L’INAVEM est représenté par son directeur, Jean-Luc Domenech, lequel retrace l’histoire et le rôle de la fédération et des associations de son réseau. Crée en 1986, l’INAVEM est devenu une fédération en 2004 et regroupe actuellement 155 associations d’aide aux victimes. Ici encore des évolutions sont observées. Au départ, il s’agissait essentiellement d’une mission d’assistance, actuellement il y a une forte demande d’aide psychologique. Au-delà, plusieurs avancées ont été effectuées : la loi du 15 juin 2000 sur la présomption d’innocence et les droits des victimes oblige les services enquêteurs à informer les victimes de la possibilité de s’adresser à une association d’aide et incite les procureurs à recourir aux associations pour assister les victimes en difficulté. M. Domenech attire l’attention sur le numéro national d’aide aux victimes (08VICTIMES) ainsi que sur la signature de conventions entre l’INAVEM et des entreprises ou des administrations. Au départ l’aide était surtout apportée à des victimes de violences individuelles, elle est aujourd’hui dirigée également vers les victimes d’accidents collectifs. Les expériences du Mt Sainte Odile et de Furiani ont donné lieu à une première évolution des dispositifs. Le retour d’expérience tiré de la gestion de plusieurs événements a permis la rédaction d’un guide méthodologique. Les associations d’aide sont mobilisées en cas d’accident collectif, elles sont notamment sollicitées pour faire progresser les listes des victimes et de leurs ayants droit, les psychologues du réseau sont mobilisés si cela est nécessaire. L’INAVEM, avec son réseau, est intervenu dans les catastrophes collectives récentes (incendie du Tunnel du Mont-Blanc, accident du parc de Pourtalès à Strasbourg, AZF à Toulouse, naufrage du Joola au Sénégal, effondrement de la passerelle du Queen Mary II à Saint-Nazaire, crash de Charm El Cheikh, explosion au gaz de Mulhouse, accident aérien du Venezuela) et a été sollicité lors du rapatriement des Français de Côte d’Ivoire ainsi qu’au moment du tsunami en Asie.

==*==

▶ [Énoncé du problème 1]
Répondez à ces questions à partir du texte sur l'INAVEM :
(a) En quelle année l'INAVEM est-il devenu une fédération ?
(b) Quel numéro national d'aide aux victimes M. Domenech signale-t-il ?
(c) Quelle loi oblige les services enquêteurs à informer les victimes de la possibilité de s'adresser à une association d'aide ?

==*==

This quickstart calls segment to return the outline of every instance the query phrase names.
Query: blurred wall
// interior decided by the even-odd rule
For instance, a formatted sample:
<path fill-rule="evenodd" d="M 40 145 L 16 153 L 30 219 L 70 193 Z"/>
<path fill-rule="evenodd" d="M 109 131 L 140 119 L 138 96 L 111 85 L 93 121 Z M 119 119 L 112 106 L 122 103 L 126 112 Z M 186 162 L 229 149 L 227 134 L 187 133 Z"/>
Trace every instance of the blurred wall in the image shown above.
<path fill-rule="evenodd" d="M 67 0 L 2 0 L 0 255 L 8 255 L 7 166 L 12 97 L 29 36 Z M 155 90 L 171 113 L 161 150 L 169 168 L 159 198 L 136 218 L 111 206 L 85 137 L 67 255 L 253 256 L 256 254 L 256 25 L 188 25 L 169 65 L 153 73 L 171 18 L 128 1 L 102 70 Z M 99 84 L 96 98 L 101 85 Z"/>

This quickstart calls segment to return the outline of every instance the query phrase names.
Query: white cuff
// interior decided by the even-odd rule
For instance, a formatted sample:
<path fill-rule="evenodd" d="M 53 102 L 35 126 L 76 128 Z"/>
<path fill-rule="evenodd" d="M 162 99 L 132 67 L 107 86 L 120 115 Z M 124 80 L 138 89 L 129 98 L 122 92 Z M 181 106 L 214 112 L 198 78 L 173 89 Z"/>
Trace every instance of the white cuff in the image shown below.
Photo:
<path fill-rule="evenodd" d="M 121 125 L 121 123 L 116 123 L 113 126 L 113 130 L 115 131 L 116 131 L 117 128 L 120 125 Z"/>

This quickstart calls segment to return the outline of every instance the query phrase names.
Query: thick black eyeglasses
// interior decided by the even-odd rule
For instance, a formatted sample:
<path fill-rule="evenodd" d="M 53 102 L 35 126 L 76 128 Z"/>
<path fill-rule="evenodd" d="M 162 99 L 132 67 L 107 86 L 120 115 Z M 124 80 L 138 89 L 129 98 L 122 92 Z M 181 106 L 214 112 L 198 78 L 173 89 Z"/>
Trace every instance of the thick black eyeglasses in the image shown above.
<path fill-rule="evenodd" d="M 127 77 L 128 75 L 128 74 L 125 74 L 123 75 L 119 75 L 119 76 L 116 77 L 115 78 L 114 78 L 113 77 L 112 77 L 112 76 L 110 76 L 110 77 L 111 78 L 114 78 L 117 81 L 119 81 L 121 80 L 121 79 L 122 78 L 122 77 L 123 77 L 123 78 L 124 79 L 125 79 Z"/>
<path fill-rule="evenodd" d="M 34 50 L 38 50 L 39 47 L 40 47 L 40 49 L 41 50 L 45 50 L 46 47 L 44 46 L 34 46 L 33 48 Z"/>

==*==

▶ [Énoncé du problème 2] Réécrivez s'il vous plaît en CSV à deux colonnes, entree et sortie, les enregistrements compris entre le début des enregistrements et la ligne contenant « 255 L 8 255 », bornes incluses. Mettez une ligne par enregistrement, avec son texte et sa réponse chacun dans un seul champ entre guillemets, où les sauts de ligne deviennent des espaces.

▶ [Réponse attendue 1]
(a) En 2004.
(b) Le 08VICTIMES.
(c) La loi du 15 juin 2000 sur la présomption d'innocence et les droits des victimes.

▶ [Réponse attendue 2]
entree,sortie
"This quickstart calls segment to return the outline of every instance the query phrase names. Query: blurred wall // interior decided by the even-odd rule For instance, a formatted sample: <path fill-rule=""evenodd"" d=""M 40 145 L 16 153 L 30 219 L 70 193 Z""/> <path fill-rule=""evenodd"" d=""M 109 131 L 140 119 L 138 96 L 111 85 L 93 121 Z M 119 119 L 112 106 L 122 103 L 126 112 Z M 186 162 L 229 149 L 227 134 L 187 133 Z""/> Trace every instance of the blurred wall in the image shown above.","<path fill-rule=""evenodd"" d=""M 67 0 L 2 0 L 0 255 L 8 255 L 7 166 L 12 97 L 29 36 Z M 155 90 L 171 113 L 161 150 L 169 168 L 159 198 L 136 218 L 111 206 L 85 137 L 67 255 L 253 256 L 256 254 L 256 25 L 188 25 L 169 65 L 153 73 L 171 18 L 128 1 L 102 70 Z M 99 84 L 96 98 L 101 85 Z""/>"